## Page text:
X-Men Mutant Moneyball

DESCRIPTION	Analysing comic book sales data to inform a moneyball draft for a team of mutants from the X-Men property
TOOLS	MySQL, RStudio, Quarto, JavaScript, HTML, CSS
PROJECT_TYPE	Data cleaning, Data manipulation, Data analysis, Data visualization, Trend Analysis, Machine Learning, Quarto Report Writing
LINKS	Tidy Tuesday 2024-12, Github Repo

The Goal

The goal of this project was to create a tool that gamified the process of selecting mutants through a moneyball. The gamification was to take the form of a tool that took the sales and pricing figures and present them in a manner more familiar to gamers, typically found in visualizations such as a Pokédex.

It’s important to note that the tool’s intention was not to make/propose definitive recommendations, but to provide the user an interface to perform direct comparisons between mutants under a small variety of conditions.

## Dataset:
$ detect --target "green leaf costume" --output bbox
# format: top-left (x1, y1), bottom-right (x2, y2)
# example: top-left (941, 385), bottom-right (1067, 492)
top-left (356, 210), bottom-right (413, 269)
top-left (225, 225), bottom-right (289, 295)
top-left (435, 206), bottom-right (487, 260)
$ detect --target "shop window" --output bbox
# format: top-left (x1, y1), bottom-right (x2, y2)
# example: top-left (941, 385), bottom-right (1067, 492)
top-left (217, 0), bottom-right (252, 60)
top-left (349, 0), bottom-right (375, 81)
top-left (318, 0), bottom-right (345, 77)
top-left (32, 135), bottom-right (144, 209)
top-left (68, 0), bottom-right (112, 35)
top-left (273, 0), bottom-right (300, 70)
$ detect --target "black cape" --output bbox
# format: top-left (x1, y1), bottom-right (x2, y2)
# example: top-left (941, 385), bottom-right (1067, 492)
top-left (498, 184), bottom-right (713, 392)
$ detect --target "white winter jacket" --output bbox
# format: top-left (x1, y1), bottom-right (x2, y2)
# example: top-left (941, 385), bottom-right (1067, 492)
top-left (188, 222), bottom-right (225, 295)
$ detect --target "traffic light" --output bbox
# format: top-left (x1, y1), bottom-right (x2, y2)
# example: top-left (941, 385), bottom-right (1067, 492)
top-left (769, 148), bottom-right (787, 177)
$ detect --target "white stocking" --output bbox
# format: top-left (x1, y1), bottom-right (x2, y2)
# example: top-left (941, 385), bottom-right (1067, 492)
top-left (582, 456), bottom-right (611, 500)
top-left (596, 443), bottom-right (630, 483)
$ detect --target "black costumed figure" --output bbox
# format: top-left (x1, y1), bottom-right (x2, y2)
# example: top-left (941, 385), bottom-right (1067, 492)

## Your tasks:
**1.** Reproduce the records verbatim, starting at their first line and ending at the line that contains "top-left (435, 206), bottom-right (487, 260)".
**2.** Continue the X-Men Mutant Moneyball project write-up from where it stops.

## Results for each task:
**1.**
$ detect --target "green leaf costume" --output bbox
# format: top-left (x1, y1), bottom-right (x2, y2)
# example: top-left (941, 385), bottom-right (1067, 492)
top-left (356, 210), bottom-right (413, 269)
top-left (225, 225), bottom-right (289, 295)
top-left (435, 206), bottom-right (487, 260)

**2.**
1.1 Understanding what a Moneyball is

Prior to this project I had no concept of what a moneyball was, guessing that it may be related somehow to a type of lottery or gameshow. Looking into this first would help provide some guardrails for navigating the data.

A moneyball described as “the use of metrics to identify ‘undervalued players’ and sign them to what ideally will become ‘below market value’ contracts; it began as an effort by small-market teams to compete with the much greater resources of big-market ones.” – Wikipedia.

1.2 Creating the mutant selection aid

After looking at the raw data, I chose to focus on basing my use of the metrics only on revenue and secondarily on the value of a single issue as a unit price for each mutant. Rather than coming up with definitive picks, my focus is to present the tabular data in a way that makes it easier to visually compare potential match-ups by looking at mutants’ performances in the different outlets.

The Process

The initial exploration of the data was carried out in MySQL, and this is also where the final tables for visualization were generated.

2.1 Cleaning and validation

Something I noticed while inspecting the columns is that some value columns were NUMERIC/INTEGER as expected, but other value columns were designated TEXT/STRING.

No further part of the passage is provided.